Please reproduce every record, keeping each one exactly as written.
-- Begin Listing --
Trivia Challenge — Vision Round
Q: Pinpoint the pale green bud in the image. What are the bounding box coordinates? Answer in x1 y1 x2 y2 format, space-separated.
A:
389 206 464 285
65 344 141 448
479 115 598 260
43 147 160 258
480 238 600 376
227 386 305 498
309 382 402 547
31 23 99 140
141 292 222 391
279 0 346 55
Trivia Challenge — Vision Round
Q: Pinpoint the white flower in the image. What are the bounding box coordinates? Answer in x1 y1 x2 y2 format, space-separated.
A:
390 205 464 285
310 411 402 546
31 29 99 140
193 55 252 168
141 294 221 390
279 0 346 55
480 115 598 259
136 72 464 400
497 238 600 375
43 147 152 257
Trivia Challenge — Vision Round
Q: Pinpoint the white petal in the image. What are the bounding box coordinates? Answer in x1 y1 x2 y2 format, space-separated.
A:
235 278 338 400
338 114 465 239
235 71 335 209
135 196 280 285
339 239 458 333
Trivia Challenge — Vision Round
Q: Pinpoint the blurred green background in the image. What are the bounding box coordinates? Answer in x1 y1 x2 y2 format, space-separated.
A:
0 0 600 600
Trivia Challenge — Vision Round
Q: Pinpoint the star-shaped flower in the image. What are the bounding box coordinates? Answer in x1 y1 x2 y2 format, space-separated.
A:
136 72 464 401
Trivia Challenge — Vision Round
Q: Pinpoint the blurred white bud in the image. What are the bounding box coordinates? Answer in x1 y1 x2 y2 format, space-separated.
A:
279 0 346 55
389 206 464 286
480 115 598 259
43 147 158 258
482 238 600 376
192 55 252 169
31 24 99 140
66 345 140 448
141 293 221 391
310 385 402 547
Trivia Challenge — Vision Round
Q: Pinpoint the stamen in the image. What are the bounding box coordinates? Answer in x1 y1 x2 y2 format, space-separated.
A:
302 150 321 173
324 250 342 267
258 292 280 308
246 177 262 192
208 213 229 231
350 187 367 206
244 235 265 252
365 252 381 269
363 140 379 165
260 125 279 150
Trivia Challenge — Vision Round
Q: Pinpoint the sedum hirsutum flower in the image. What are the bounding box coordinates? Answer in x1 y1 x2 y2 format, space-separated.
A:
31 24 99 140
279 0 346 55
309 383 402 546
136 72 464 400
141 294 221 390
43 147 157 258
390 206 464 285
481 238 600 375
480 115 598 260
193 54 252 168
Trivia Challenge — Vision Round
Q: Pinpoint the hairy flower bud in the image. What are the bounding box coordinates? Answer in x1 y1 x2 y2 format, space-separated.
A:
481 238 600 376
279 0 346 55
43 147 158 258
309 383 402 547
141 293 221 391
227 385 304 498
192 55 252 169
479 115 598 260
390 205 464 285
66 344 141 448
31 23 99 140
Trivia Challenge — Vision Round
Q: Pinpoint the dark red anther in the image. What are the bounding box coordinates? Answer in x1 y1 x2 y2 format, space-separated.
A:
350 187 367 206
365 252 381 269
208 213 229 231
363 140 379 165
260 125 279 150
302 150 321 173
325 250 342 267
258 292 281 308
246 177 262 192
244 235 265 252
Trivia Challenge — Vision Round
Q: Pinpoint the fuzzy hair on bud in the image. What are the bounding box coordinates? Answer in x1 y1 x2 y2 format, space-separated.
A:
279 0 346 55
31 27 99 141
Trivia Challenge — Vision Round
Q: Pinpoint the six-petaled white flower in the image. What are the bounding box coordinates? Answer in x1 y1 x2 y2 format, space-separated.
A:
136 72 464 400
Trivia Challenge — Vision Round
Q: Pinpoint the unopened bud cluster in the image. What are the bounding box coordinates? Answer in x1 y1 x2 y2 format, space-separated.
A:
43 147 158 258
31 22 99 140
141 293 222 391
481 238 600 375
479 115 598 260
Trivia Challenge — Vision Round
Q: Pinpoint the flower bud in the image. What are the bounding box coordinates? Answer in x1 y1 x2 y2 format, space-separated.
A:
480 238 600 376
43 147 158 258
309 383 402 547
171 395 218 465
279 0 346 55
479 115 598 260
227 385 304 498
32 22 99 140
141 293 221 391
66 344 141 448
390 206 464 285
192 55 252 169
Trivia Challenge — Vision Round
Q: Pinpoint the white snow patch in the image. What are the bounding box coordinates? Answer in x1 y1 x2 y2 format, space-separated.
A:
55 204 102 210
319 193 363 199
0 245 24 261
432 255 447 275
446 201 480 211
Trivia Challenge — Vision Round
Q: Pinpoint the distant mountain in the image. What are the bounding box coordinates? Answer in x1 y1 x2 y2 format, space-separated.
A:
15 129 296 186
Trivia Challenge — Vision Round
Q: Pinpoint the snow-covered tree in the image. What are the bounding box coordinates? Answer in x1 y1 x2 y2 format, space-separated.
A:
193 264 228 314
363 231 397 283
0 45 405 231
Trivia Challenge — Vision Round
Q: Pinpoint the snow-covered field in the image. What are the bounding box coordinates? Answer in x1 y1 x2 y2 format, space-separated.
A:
-- End Listing --
### Answer
Trivia Challenge — Vision Round
Q: Pinpoint the pale green bud in the image. What are the bounding box coordinates? Answer in x1 y1 x2 y2 format, space-separated.
A:
389 206 464 285
65 344 141 448
479 115 598 260
43 147 160 258
480 238 600 376
227 386 305 498
309 382 402 547
31 23 99 140
141 292 222 391
279 0 346 55
Trivia Challenge — Vision Round
Q: Pinpoint the white flower in the image. What are the bounding box coordinates? Answer in x1 y1 x2 y2 format, space-separated.
A:
390 205 464 285
310 411 402 546
31 29 99 140
193 55 252 168
141 294 221 390
279 0 346 55
480 115 598 259
136 72 464 400
497 238 600 375
43 147 152 257
Trivia Challenge — Vision Round
Q: Pinpoint the white petal in the image. What are the bounding box coordinates? Answer in x1 y1 x2 y2 format, space-separated.
A:
235 278 338 400
338 114 465 239
235 71 335 209
135 196 280 285
339 239 458 333
Trivia Challenge — Vision Round
Q: Pinpoint the blurred green background in the image. What are the bounding box coordinates? Answer in x1 y1 x2 y2 format, space-separated.
A:
0 0 600 600
Trivia Challenge — Vision Round
Q: Pinpoint the star-shaped flower in the image. What are the bounding box coordinates? Answer in x1 y1 x2 y2 format, space-separated.
A:
136 72 464 401
Trivia Challenge — Vision Round
Q: Pinpoint the blurred white bud in the image. What are the bounding box coordinates? Answer in x1 y1 x2 y2 format, space-separated.
A:
279 0 346 55
389 206 464 286
480 115 598 259
43 147 158 258
482 238 600 376
192 55 252 169
31 24 99 140
66 345 140 448
141 293 221 391
310 385 402 547
Trivia Challenge — Vision Round
Q: Pinpoint the stamen in the image. What are the bounding box coordinates? Answer in x1 y1 x2 y2 format, space-separated.
A:
302 150 321 173
324 250 342 267
258 292 280 308
246 177 262 192
208 213 229 231
350 187 367 206
244 235 265 252
365 252 381 269
363 140 379 165
260 125 279 150
Trivia Challenge — Vision Round
Q: Pinpoint the sedum hirsutum flower in the image. What are the bounding box coordinates? Answer in x1 y1 x2 y2 format, space-separated.
A:
31 24 99 140
279 0 346 55
309 383 402 546
136 72 464 400
141 294 221 390
43 147 157 258
390 206 464 285
481 238 600 375
480 115 598 260
193 54 252 168
Trivia Challenge — Vision Round
Q: Pinpoint the hairy flower bud in the image. What are the bounding box coordinates? Answer in x1 y1 x2 y2 format, space-separated.
A:
481 238 600 376
279 0 346 55
43 147 158 258
309 383 402 547
141 293 221 391
227 385 304 498
192 55 252 169
479 115 598 260
390 205 464 285
66 344 141 448
31 23 99 140
Trivia Challenge — Vision Round
Q: Pinpoint the dark red anther in the image. What are the bounding box coordinates? Answer in x1 y1 x2 y2 format, space-separated.
A:
350 187 367 206
365 252 381 269
208 213 229 231
363 140 379 165
260 125 279 150
302 150 321 173
325 250 342 267
258 292 281 308
246 177 262 192
244 235 265 252
Trivia Challenge — Vision Round
Q: Pinpoint the fuzzy hair on bud in the image. What are the bounding box coordinates? Answer in x1 y1 x2 y2 format, space-separated.
A:
279 0 346 55
31 27 99 141
Trivia Challenge — Vision Round
Q: Pinpoint the six-petaled white flower in the image. What are the bounding box coordinates? Answer in x1 y1 x2 y2 format, space-separated.
A:
136 72 464 400
Trivia Challenge — Vision Round
Q: Pinpoint the unopened bud cluster in the image. What are the bounding box coordinates? Answer in x1 y1 x2 y2 format, space-separated.
A:
43 147 158 258
31 22 99 140
141 293 222 391
481 238 600 375
479 115 598 260
Trivia Challenge — Vision Round
Q: Pinpoint the flower bud in the image. What are the bounding box coordinates? Answer in x1 y1 x2 y2 format, space-separated.
A:
480 238 600 376
43 147 158 258
309 383 402 547
171 395 218 465
279 0 346 55
479 115 598 260
227 385 304 498
32 22 99 140
141 293 221 391
66 344 141 448
390 206 464 285
192 55 252 169
Trivia Challenge — Vision Round
Q: Pinpoint the white snow patch in the image. What are the bounding box coordinates? Answer in x1 y1 x2 y2 format, space-separated.
A:
55 204 102 210
319 193 363 199
0 245 24 261
432 255 447 275
446 201 480 211
Trivia Challenge — Vision Round
Q: Pinpoint the distant mountain in the image. What are the bounding box coordinates? Answer in x1 y1 x2 y2 format, space-separated.
A:
15 129 296 186
Trivia Challenge — Vision Round
Q: Pinpoint the snow-covered tree in the image. What are the bounding box coordinates? Answer in x1 y1 x2 y2 format, space-separated.
A:
193 264 228 314
363 231 397 283
0 45 405 231
Trivia Challenge — Vision Round
Q: Pinpoint the snow-covered field in the image. What are the bounding box coordinates? Answer in x1 y1 x2 y2 format, space-separated.
A:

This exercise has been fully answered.